• [Location identification entries]:
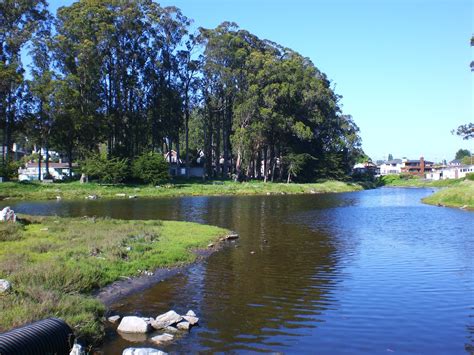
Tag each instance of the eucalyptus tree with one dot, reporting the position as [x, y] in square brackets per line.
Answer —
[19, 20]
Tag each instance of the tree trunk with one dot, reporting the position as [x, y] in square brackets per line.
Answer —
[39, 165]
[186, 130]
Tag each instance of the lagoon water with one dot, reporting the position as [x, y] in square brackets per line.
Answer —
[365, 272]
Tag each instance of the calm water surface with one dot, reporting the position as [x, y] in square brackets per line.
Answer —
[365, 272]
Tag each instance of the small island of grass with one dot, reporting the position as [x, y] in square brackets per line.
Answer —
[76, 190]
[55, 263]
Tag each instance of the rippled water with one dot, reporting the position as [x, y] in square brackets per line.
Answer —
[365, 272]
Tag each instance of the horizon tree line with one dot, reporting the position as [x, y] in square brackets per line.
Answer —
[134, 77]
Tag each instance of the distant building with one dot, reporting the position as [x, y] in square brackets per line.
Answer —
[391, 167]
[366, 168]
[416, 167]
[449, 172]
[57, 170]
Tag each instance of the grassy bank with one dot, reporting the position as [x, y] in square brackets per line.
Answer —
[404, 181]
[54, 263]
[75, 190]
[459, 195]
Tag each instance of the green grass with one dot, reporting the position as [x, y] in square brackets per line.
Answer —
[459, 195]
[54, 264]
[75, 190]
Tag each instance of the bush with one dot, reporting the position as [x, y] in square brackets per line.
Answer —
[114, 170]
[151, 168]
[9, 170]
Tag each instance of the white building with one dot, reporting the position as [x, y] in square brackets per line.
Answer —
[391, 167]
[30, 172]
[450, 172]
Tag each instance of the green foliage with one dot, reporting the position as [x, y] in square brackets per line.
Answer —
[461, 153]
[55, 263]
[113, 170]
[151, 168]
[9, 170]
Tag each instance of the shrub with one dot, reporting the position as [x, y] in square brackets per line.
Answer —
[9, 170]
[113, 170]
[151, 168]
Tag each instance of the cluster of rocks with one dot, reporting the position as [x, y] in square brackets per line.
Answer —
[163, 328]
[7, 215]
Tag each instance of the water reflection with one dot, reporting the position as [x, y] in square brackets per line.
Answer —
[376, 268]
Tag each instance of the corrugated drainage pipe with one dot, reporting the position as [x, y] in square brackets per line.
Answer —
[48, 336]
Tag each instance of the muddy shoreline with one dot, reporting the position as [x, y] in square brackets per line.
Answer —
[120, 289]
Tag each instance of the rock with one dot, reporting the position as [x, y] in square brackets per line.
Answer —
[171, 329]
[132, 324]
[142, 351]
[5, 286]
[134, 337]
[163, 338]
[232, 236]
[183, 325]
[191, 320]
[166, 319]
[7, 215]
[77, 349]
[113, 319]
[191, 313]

--

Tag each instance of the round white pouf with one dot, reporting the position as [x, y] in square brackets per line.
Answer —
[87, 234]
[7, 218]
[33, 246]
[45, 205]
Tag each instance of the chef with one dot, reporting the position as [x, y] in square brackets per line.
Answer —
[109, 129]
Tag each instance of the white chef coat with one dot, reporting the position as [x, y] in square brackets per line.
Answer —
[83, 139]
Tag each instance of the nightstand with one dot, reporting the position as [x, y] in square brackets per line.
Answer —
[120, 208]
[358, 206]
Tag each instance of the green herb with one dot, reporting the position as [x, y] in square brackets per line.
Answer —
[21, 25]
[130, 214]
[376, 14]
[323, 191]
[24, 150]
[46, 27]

---

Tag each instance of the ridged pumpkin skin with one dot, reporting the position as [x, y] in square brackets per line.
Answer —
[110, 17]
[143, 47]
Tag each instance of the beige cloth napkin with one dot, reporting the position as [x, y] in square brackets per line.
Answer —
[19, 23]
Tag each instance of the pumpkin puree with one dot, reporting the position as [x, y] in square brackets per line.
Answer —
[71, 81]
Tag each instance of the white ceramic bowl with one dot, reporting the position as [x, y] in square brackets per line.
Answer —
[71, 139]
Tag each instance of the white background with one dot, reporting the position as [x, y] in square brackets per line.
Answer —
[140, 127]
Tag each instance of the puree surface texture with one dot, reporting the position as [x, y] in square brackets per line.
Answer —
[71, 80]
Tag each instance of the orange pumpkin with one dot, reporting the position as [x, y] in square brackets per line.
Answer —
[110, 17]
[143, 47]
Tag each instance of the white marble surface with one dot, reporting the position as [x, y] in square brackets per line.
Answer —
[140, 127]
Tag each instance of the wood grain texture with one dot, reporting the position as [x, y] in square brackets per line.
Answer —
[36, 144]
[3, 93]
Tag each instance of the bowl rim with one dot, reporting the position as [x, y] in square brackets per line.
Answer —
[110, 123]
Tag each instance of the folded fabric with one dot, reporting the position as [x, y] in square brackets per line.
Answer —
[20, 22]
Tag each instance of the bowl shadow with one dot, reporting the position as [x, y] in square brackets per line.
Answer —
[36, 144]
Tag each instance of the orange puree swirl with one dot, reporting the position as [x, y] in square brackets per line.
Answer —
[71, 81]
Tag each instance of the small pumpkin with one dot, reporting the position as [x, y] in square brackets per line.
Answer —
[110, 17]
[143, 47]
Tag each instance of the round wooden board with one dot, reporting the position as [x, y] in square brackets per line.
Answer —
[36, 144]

• [Do this]:
Filter the listing above down to the lines that contain the string "orange", copying each such line. The match is case-sensitive.

• [Solution to the problem]:
Tag each instance of the orange pumpkin with one dot, reporting the position as [x, y] in square brackets per line.
Tag each instance of the orange puree swirl with one dot, reporting the position as [x, y] in square brackets per line.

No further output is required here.